- [Consigne]: Recopiez mot pour mot le passage de l'extrait sur l'escalade chez les enfants qui commence par les mots contenant « La sécurité avant » et se termine par « eux de l’évidence. ».

- [Extrait du document]:
● ● ● ● ● ● ●

Un terrain de jeu à la verticale
L’escalade a plus que jamais la cote chez les enfants, au point que beaucoup de centres affichent complet et que les listes d’attente ne cessent de s’allonger. Il faut dire qu’il s’agit vraiment d’un sport formidable qui développe non seulement la force et la condition physique, mais aussi la confiance en soi et bien d’autres facultés encore…
En pleine concentration, Léon(*) fixe le mur devant lui. Imperturbable, il laisse son regard glisser lentement vers le haut tandis que ses mains se tordent dans le vide. Il est encore jeune – dix ans tout au plus – et pas bien grand, mais l’intensité avec laquelle il se prépare mentalement à toutes les prises du parcours qui l’attend est manifeste. Soudain, il semble sortir de sa transe et regarde autour de lui, en quête d’un partenaire.
La sécurité avant tout
Quelques animatrices se chargent d’accueillir les jeunes grimpeurs. Une main passée dans les cheveux, une remarque sur leur tenue, quelques conseils pour ceux qui sont déjà à mi-parcours : l’ambiance est détendue mais aussi étonnamment calme, sachant qu’on dénombre parmi les utilisateurs de la salle près d’une vingtaine de petits. Alors qu’un groupe d’enfants a habituellement tôt fait de générer un niveau sonore à vous casser les oreilles, ici, on entend surtout le bruit d’une intense concentration. Tout au plus la respiration laborieuse de ceux qui approchent du haut du mur est-elle de temps à autre entrecoupée par les conseils de leurs assureurs, mais le silence reprend rapidement ses droits. Tout le monde dans la salle apprécie clairement le fait que cette discipline relève pour eux de l’évidence.

● ● ● ● ● ● ●

- [Liste des enregistrements]:
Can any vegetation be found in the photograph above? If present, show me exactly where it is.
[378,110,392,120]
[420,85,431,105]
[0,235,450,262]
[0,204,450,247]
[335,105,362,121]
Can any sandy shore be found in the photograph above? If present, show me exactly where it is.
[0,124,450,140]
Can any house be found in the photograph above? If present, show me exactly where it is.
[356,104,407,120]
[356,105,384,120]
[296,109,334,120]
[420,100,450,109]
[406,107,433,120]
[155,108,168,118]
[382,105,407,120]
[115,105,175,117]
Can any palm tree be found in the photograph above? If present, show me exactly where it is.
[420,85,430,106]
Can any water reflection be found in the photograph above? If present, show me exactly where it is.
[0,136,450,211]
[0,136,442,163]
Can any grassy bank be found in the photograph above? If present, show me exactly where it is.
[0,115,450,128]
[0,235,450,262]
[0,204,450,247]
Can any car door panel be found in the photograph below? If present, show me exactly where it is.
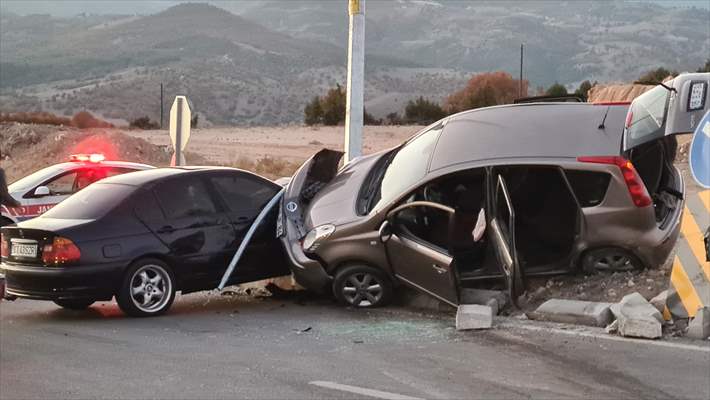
[490,174,524,305]
[209,171,290,284]
[385,201,458,306]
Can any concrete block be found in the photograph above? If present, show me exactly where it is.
[687,307,710,339]
[529,299,614,328]
[456,304,493,331]
[461,289,508,315]
[611,293,663,339]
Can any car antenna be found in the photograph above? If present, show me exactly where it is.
[597,106,611,129]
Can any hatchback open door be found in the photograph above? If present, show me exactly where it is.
[490,175,525,306]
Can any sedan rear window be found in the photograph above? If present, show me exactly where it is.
[40,183,136,219]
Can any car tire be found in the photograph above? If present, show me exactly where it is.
[581,247,644,273]
[54,299,94,311]
[333,265,394,308]
[116,258,175,317]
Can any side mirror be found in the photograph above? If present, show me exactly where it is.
[33,186,51,197]
[379,220,392,243]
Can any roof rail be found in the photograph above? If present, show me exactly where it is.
[513,94,584,104]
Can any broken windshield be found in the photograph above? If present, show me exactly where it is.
[370,124,443,209]
[626,85,670,149]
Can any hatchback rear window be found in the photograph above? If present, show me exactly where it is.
[565,170,611,207]
[40,183,136,219]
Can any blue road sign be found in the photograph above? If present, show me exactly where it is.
[688,111,710,189]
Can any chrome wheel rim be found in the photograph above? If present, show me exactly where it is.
[343,272,383,307]
[593,253,635,271]
[130,264,172,313]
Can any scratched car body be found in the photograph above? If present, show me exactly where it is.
[277,74,710,307]
[0,154,153,226]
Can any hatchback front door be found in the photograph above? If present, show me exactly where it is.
[490,175,525,304]
[380,201,459,306]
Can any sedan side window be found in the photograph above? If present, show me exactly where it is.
[155,179,217,219]
[45,171,77,196]
[210,174,277,211]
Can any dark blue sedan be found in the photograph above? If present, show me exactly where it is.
[0,168,290,316]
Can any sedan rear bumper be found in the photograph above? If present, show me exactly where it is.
[0,263,125,301]
[281,238,333,292]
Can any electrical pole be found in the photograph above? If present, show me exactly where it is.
[518,43,523,98]
[160,82,163,129]
[345,0,365,163]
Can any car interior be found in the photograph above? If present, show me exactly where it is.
[494,166,581,273]
[395,166,580,286]
[629,136,683,228]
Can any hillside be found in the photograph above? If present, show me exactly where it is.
[0,0,710,126]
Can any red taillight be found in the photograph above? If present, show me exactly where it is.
[0,233,10,257]
[577,156,653,207]
[42,237,81,266]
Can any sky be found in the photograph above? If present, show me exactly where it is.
[0,0,710,17]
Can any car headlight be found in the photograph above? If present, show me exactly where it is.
[302,224,335,252]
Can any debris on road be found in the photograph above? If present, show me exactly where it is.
[456,304,493,331]
[687,307,710,339]
[611,292,663,339]
[527,299,614,328]
[461,289,508,315]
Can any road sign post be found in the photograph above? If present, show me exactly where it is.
[170,96,191,167]
[345,0,365,163]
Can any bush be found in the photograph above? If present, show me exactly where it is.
[303,96,323,125]
[545,82,567,97]
[638,67,678,84]
[321,85,346,126]
[574,81,597,101]
[445,71,528,114]
[128,116,160,130]
[0,112,71,126]
[303,85,382,126]
[71,111,113,129]
[406,96,446,125]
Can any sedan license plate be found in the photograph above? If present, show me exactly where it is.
[10,243,37,258]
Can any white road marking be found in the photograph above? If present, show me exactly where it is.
[309,381,423,400]
[496,322,710,353]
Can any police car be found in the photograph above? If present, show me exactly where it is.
[0,154,154,226]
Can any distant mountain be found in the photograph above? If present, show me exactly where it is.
[0,0,710,124]
[242,0,710,86]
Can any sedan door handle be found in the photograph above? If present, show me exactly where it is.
[157,225,175,233]
[431,264,448,274]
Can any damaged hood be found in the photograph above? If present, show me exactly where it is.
[278,149,384,239]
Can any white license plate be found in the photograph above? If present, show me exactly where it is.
[10,243,37,258]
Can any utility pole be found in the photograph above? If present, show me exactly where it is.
[345,0,365,163]
[160,82,163,129]
[518,43,523,98]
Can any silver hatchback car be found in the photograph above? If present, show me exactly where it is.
[277,73,710,307]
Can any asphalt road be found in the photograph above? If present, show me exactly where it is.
[0,294,710,399]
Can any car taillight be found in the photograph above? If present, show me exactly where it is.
[0,233,10,257]
[42,237,81,266]
[577,156,653,207]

● ● ● ● ● ● ●

- [Réponse attendue]:
La sécurité avant tout
Quelques animatrices se chargent d’accueillir les jeunes grimpeurs. Une main passée dans les cheveux, une remarque sur leur tenue, quelques conseils pour ceux qui sont déjà à mi-parcours : l’ambiance est détendue mais aussi étonnamment calme, sachant qu’on dénombre parmi les utilisateurs de la salle près d’une vingtaine de petits. Alors qu’un groupe d’enfants a habituellement tôt fait de générer un niveau sonore à vous casser les oreilles, ici, on entend surtout le bruit d’une intense concentration. Tout au plus la respiration laborieuse de ceux qui approchent du haut du mur est-elle de temps à autre entrecoupée par les conseils de leurs assureurs, mais le silence reprend rapidement ses droits. Tout le monde dans la salle apprécie clairement le fait que cette discipline relève pour eux de l’évidence.